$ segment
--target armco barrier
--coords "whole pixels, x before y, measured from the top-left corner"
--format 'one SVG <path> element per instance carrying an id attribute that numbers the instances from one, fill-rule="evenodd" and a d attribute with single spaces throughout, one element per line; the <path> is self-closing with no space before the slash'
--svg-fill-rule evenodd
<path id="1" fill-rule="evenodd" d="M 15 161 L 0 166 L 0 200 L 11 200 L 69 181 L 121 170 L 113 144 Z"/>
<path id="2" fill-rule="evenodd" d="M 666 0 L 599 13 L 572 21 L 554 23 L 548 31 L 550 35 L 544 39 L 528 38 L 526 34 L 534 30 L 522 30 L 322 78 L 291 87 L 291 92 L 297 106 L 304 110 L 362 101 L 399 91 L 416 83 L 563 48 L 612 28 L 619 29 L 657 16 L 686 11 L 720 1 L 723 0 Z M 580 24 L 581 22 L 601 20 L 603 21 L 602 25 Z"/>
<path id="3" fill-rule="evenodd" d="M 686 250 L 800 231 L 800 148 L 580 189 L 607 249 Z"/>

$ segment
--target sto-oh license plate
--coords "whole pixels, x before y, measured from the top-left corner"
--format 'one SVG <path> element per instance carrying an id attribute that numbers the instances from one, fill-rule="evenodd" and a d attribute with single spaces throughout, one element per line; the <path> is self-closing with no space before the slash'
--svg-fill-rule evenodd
-----
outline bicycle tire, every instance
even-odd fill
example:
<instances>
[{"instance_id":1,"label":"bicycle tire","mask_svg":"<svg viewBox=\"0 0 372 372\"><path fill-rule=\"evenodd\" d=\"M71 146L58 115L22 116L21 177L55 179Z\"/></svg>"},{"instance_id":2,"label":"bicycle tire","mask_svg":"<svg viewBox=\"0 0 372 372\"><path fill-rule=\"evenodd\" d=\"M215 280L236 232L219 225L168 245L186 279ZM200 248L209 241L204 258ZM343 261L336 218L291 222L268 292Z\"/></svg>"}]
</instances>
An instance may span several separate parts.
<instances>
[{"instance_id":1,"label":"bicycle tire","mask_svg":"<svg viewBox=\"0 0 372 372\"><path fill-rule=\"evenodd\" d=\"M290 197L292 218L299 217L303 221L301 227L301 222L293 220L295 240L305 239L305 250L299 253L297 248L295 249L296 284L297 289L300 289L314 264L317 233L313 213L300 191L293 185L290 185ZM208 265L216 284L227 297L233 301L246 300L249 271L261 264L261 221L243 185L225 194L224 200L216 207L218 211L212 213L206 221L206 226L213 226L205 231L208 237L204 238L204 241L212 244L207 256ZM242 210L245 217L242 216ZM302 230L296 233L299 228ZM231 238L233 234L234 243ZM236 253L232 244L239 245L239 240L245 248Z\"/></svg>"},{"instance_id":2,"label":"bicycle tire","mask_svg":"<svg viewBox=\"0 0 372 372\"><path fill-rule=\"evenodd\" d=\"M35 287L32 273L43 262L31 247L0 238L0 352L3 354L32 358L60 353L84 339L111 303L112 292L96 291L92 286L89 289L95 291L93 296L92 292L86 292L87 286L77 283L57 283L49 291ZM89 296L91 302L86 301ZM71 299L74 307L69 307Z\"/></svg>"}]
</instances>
-----
◆ TASK PROMPT:
Print the data between the line containing "outline bicycle tire, every instance" and the line containing "An instance may span several separate parts.", inclusive, reproducing each line without alteration.

◆ CORRECT ANSWER:
outline bicycle tire, every instance
even-odd fill
example:
<instances>
[{"instance_id":1,"label":"bicycle tire","mask_svg":"<svg viewBox=\"0 0 372 372\"><path fill-rule=\"evenodd\" d=\"M71 146L58 115L22 116L21 177L55 179Z\"/></svg>"},{"instance_id":2,"label":"bicycle tire","mask_svg":"<svg viewBox=\"0 0 372 372\"><path fill-rule=\"evenodd\" d=\"M215 280L236 232L219 225L168 245L186 279ZM200 248L209 241L204 258ZM343 261L336 218L291 222L268 292Z\"/></svg>"}]
</instances>
An instance may span several separate parts.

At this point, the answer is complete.